▶ _SOURCE EXTRACT_:

Meanwhile, old conflicts in the Middle East blended with the new instabilities to create a toxic cocktail that threaten to shake the foundations of a global order that we had taken as established. And even though India's economic growth and consequent rise in the world meant that our stakes in these countries all grew exponentially, we decided it's best to keep our noses clean in these dirty wars. Let's stick to our old mantra of noninterference, non-intervention in affairs of other states. We put off examining what these conflicts mean for India. We liked the Chinese line - I won't ask, you don't tell. Just make sure I don't get affected.

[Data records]
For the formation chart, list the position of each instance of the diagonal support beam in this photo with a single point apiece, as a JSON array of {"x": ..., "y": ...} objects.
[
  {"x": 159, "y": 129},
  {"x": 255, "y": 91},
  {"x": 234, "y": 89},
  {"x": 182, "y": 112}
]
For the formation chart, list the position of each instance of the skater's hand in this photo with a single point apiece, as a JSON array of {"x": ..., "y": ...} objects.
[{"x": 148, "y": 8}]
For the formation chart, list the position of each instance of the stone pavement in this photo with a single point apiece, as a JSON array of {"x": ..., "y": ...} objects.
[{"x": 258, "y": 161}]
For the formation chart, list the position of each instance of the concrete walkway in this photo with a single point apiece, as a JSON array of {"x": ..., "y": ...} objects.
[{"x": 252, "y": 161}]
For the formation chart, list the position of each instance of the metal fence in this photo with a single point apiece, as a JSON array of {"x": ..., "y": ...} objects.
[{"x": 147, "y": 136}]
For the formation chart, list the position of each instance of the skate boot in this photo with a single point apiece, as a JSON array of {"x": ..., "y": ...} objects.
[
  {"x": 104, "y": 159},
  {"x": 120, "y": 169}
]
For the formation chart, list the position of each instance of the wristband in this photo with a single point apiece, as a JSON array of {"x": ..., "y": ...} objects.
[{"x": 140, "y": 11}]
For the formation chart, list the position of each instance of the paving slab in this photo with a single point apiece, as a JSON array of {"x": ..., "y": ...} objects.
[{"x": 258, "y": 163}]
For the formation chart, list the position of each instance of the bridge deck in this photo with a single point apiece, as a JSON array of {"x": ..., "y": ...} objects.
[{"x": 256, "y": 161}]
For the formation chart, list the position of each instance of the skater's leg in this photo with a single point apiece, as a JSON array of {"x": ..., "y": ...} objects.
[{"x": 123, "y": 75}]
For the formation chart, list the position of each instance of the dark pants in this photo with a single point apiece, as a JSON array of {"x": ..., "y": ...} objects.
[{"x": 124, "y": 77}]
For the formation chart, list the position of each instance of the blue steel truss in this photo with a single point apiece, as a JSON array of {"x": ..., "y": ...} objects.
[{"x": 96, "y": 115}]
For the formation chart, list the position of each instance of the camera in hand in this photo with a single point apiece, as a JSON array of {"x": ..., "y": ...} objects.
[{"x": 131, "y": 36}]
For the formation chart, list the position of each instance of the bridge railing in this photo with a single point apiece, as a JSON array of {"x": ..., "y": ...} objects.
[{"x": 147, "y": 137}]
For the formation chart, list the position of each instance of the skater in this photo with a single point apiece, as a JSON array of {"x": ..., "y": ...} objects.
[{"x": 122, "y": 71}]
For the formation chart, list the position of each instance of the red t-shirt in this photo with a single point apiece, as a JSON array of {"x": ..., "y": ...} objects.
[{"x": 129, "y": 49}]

▶ _TASK DIRECTIONS_: Reproduce word for word the full passage on India's response to conflicts in the Middle East.

▶ _OUTPUT OF THE TASK_:
Meanwhile, old conflicts in the Middle East blended with the new instabilities to create a toxic cocktail that threaten to shake the foundations of a global order that we had taken as established. And even though India's economic growth and consequent rise in the world meant that our stakes in these countries all grew exponentially, we decided it's best to keep our noses clean in these dirty wars. Let's stick to our old mantra of noninterference, non-intervention in affairs of other states. We put off examining what these conflicts mean for India. We liked the Chinese line - I won't ask, you don't tell. Just make sure I don't get affected.